Task brief:
In the notebook below, reproduce the part starting with "random.seed(config.seed)" and going on through "class_nums.update([label])", swapping every "class_nums" for "class_counts".

___ Extract provided ___

# Uncertainty Evaluation (Resnet18 from scratch on SVHN)

In [None]:
# for Google Colab
# %pip install torchinfo wandb

import matplotlib.pyplot as plt
import numpy as np
import pandas as pd
import plotly.express as px
import torch
import torchvision
import wandb
from tqdm.autonotebook import trange

In [None]:
!wandb login

In [None]:
run = wandb.init(
    project="i2r-active-da-01_uncertainty",
    job_type="train",
    config={
        # parameters roughly similar to LIRR
        "optim": {
            "algorithm": "AdamW",
            "lr": 1e-3,
            "weight_decay": 5e-4,
        },
        "batch_size": 64,
        "num_epochs": 15,
        "cuda_device": 0,
        "architecture": "resnet34-cosc",
        "train_dataset": "svhn",
        "test_dataset": "mnist",
        "seed": 123456,
    },
)
config = run.config

run.tags += (config.architecture,)
if config.train_dataset == config.test_dataset:
    run.tags += (config.train_dataset,)
else:
    run.tags += (f"{config.train_dataset}-to-{config.test_dataset}",)

## SVHN-to-MNIST Dataset

In [None]:
from collections import Counter
import random

random.seed(config.seed)


def get_balanced_ids(dataset):
    class_nums = Counter((label for (_, label) in dataset))
    _, class_num = class_nums.most_common()[-1]

    ids_labels = [(i, label) for i, (_, label) in enumerate(dataset)]
    random.shuffle(ids_labels)

    class_nums = Counter()
    for i, label in ids_labels:
        if class_nums[label] < class_num:
            class_nums.update([label])
            yield i

In [None]:
from torch.utils.data import Subset
from torchvision.datasets import MNIST, SVHN
from torchvision.transforms import Compose, Grayscale, Resize, ToTensor

gs_to_tensor = Compose([Grayscale(3), Resize((32, 32)), ToTensor()])

___ Stored data ___

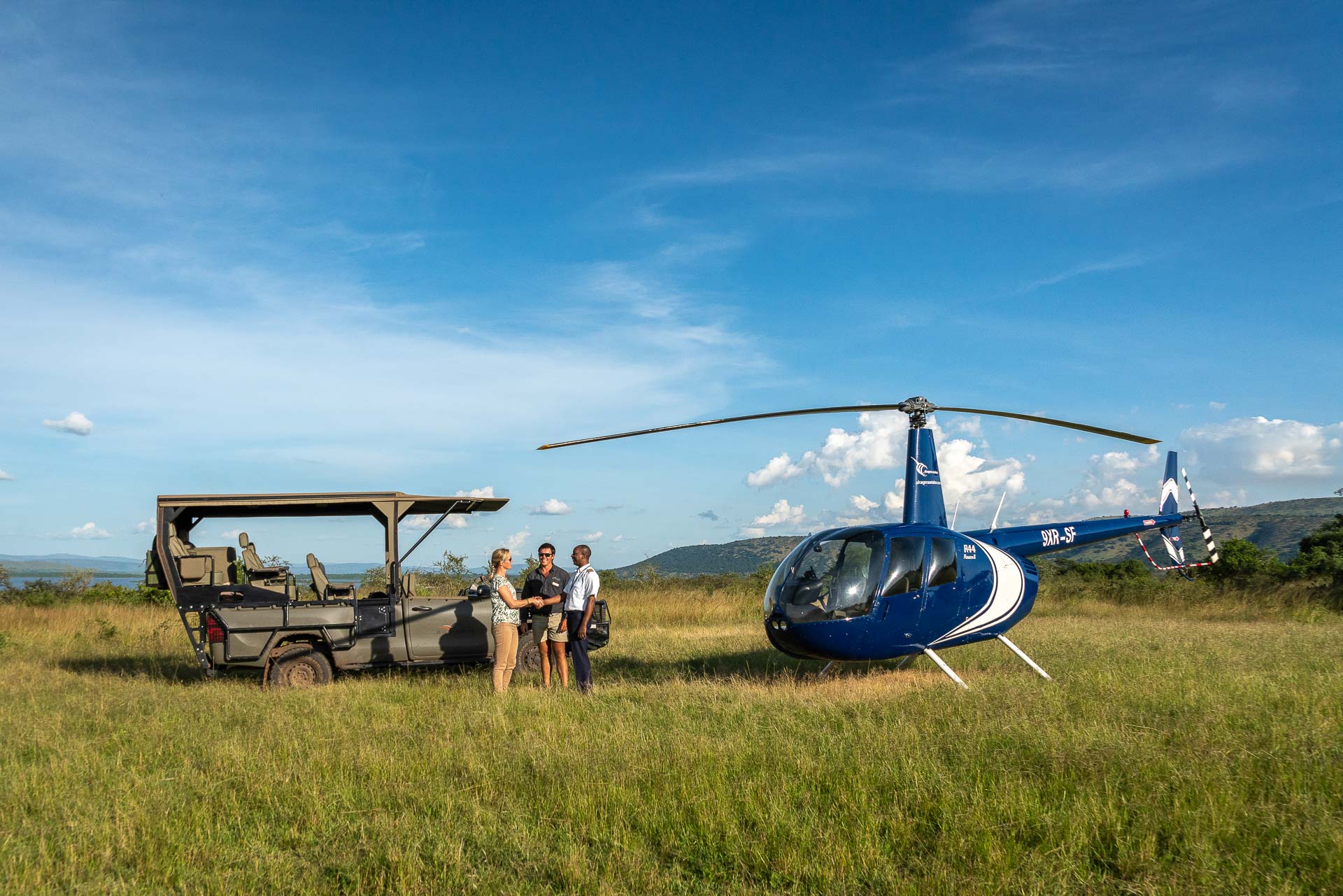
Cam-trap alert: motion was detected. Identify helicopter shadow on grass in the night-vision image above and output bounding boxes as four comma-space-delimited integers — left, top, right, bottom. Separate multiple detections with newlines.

___

The answer:
random.seed(config.seed)


def get_balanced_ids(dataset):
    class_counts = Counter((label for (_, label) in dataset))
    _, class_num = class_counts.most_common()[-1]

    ids_labels = [(i, label) for i, (_, label) in enumerate(dataset)]
    random.shuffle(ids_labels)

    class_counts = Counter()
    for i, label in ids_labels:
        if class_counts[label] < class_num:
            class_counts.update([label])